= Dataset extract =
★ ★ ★ ★ ★

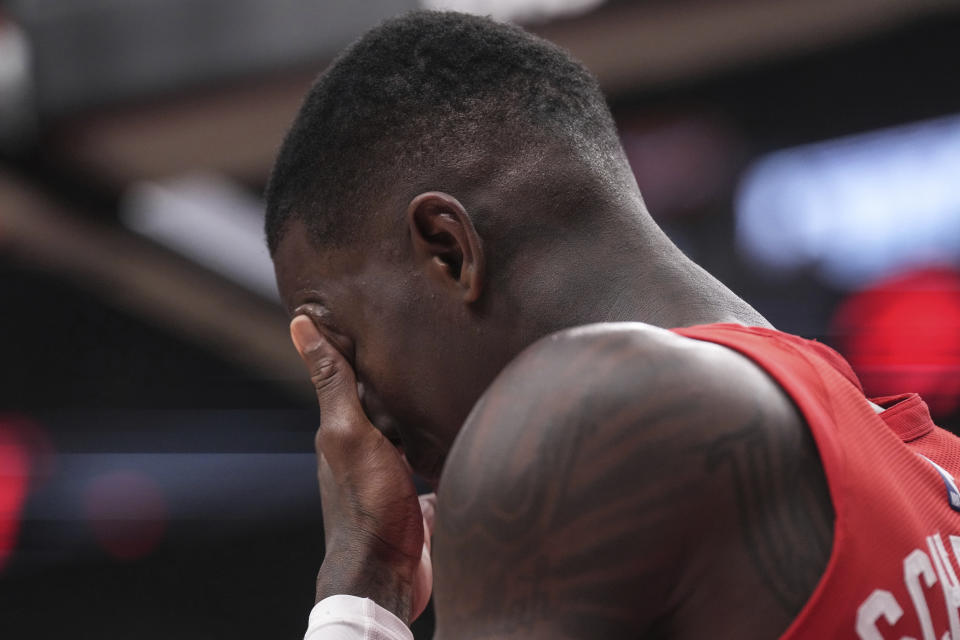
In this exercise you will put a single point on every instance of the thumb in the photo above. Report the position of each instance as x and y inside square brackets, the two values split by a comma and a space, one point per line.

★ ★ ★ ★ ★

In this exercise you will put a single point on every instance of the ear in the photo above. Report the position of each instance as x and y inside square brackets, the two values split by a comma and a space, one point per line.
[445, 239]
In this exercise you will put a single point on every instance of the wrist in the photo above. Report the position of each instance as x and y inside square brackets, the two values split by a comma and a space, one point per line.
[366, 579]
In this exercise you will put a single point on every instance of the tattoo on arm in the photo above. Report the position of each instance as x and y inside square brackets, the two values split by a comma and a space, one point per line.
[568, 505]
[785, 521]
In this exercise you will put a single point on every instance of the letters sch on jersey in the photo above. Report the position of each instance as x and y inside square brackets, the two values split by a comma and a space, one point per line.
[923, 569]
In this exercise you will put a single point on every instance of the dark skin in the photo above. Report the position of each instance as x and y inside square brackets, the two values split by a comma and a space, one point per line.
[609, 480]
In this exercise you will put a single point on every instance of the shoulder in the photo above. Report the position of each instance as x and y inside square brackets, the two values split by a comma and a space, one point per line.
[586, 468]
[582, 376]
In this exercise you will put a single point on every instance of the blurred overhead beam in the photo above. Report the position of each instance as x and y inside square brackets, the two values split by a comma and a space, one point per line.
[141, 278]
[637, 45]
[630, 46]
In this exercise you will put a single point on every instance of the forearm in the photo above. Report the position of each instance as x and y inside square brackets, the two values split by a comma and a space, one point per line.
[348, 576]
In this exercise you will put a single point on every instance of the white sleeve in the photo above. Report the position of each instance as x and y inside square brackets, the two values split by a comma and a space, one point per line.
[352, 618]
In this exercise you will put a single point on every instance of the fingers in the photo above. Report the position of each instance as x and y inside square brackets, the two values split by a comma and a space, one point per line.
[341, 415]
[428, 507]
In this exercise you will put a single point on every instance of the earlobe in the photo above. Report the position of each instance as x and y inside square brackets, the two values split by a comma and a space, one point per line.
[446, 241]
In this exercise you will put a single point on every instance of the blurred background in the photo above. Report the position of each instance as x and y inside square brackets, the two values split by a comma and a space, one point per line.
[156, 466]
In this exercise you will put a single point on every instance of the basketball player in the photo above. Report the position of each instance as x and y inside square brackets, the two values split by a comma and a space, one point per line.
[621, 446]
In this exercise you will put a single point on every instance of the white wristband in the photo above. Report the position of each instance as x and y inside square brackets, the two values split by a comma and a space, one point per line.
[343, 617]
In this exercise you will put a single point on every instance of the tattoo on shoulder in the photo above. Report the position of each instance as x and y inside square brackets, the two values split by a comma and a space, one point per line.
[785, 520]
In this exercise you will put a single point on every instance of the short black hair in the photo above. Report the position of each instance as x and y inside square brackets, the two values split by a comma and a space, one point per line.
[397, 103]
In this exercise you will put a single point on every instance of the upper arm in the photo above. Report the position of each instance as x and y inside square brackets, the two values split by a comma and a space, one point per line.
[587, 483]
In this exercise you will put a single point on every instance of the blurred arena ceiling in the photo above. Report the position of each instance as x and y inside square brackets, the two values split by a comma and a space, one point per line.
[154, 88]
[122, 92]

★ ★ ★ ★ ★

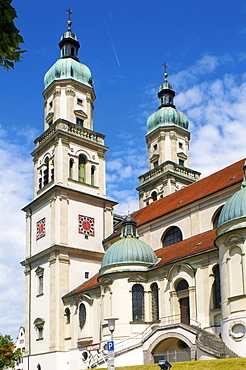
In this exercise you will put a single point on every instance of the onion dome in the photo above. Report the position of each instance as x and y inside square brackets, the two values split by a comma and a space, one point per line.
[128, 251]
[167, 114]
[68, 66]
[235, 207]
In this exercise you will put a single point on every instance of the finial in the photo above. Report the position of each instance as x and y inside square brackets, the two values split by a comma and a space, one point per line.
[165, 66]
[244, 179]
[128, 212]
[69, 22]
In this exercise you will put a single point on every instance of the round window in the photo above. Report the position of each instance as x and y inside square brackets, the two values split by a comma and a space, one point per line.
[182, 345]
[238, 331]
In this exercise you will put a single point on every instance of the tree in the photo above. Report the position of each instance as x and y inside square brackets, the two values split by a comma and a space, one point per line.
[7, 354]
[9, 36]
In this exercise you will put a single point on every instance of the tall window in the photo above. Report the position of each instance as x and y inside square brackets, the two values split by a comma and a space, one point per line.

★ ★ ★ ★ ★

= Goal =
Starting at the line that contains "of the onion" and ending with the line that contains "of the tall", format the records as a numbered list, one line per item, leaving out blank lines.

= Answer to the problem =
1. In this exercise you will put a single point on every instance of the onion dome in the photo above. Report the position of each instance as x and y inside square brackets, the two values split by a comma and a space, one point per line.
2. [128, 251]
3. [167, 114]
4. [68, 66]
5. [235, 207]
6. In this exercise you will put a single point on every instance of the finial in the photo above. Report the position of each instance as x and y inside square brackets, the two values split by a comma and a space, one point per line.
7. [165, 66]
8. [244, 179]
9. [128, 212]
10. [69, 22]
11. In this exercise you will put a single point on every instance of the round window in the photo above. Report the position of each instance as x and y inside square brackets, the two values split by a comma and a space, one point per line.
12. [182, 345]
13. [238, 331]
14. In this exercise you will put a single point on every instance of the tree in the photo above. Report the position of each instance as x and y inside square brackets, the two values split by a comma and a space, one point per line.
15. [7, 354]
16. [9, 36]
17. In this exercise you will put a single point on every instance of the tall window in the photo above. Report the position of each instance as x and y inside square brackets, the two values split by a comma and a space, one point per line.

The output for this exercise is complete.